On Sun, Sep 18, 2016 at 09:37:11AM +0200, Alexander Gordeev wrote:
> Some data are leaked when blk_cleanup_queue() interface
> is called.

I don't think this is correct - we free them in blk_mq_release.

^ permalink raw reply	[flat|nested] 27+ messages in thread

* Re: [PATCH 04/14] blk-mq: Do not limit number of queues to 'nr_cpu_ids' in allocations
  2016-09-18  7:37 ` [PATCH 04/14] blk-mq: Do not limit number of queues to 'nr_cpu_ids' in allocations Alexander Gordeev
@ 2016-09-19 17:48   ` Omar Sandoval
  2016-09-20 11:44     ` Alexander Gordeev
  0 siblings, 1 reply; 27+ messages in thread
From: Omar Sandoval @ 2016-09-19 17:48 UTC (permalink / raw)

Problem 1:
State how many lines of the rows contain the string "plant", treating case as significant, and give only the number.
The mailing list excerpt and the rows that follow it are unrelated material.

Location identification items

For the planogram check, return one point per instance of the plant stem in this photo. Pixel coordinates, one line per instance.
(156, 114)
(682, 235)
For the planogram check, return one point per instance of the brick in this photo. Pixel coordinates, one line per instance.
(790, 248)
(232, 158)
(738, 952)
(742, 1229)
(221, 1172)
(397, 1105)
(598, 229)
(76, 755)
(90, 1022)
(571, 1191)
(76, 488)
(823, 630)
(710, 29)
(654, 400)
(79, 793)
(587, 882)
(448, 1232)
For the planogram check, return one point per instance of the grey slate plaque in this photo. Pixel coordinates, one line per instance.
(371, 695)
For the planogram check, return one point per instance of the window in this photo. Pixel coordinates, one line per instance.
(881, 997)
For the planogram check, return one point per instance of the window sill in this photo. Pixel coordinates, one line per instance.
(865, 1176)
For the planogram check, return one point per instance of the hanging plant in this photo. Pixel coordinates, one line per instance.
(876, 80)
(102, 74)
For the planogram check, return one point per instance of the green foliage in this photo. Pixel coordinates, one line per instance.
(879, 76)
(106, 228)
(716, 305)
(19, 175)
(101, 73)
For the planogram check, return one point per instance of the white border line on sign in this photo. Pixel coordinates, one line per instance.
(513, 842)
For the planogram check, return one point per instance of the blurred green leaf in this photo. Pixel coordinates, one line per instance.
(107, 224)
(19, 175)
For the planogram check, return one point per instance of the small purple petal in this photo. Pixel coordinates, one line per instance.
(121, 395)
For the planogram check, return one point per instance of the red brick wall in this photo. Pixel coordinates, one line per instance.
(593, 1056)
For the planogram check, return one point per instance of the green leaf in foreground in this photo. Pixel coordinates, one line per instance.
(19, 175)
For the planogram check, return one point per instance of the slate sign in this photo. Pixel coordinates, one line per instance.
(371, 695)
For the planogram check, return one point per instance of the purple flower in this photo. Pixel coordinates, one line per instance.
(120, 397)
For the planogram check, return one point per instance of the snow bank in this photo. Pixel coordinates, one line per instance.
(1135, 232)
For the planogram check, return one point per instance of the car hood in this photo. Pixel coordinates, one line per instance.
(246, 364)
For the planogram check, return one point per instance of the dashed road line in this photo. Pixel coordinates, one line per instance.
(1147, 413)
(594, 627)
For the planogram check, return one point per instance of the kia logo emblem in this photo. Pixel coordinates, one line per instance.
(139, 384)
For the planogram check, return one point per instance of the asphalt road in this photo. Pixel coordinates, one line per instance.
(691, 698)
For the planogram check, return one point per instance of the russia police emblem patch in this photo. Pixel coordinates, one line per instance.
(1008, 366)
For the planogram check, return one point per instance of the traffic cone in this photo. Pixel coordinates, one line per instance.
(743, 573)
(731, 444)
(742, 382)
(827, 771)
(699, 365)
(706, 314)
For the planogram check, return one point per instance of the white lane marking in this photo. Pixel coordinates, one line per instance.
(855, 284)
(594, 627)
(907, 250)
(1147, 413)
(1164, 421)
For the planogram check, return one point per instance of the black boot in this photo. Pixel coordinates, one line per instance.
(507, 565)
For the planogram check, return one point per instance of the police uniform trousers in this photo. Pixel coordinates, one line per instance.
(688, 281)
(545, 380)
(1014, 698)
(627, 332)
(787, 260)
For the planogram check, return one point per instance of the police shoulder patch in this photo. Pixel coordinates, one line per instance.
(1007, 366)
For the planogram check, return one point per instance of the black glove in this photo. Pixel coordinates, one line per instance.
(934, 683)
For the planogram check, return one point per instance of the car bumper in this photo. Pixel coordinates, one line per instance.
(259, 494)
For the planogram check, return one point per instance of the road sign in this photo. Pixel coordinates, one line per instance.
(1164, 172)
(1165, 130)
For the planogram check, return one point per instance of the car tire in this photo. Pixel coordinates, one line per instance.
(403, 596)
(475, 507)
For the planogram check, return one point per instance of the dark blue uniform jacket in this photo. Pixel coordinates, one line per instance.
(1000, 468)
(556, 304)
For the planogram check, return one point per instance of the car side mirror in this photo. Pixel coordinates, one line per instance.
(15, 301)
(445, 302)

Problem 2:
According to the reply in the mailing list excerpt, in which function are the data freed?

Written response 1:
2

Written response 2:
In blk_mq_release.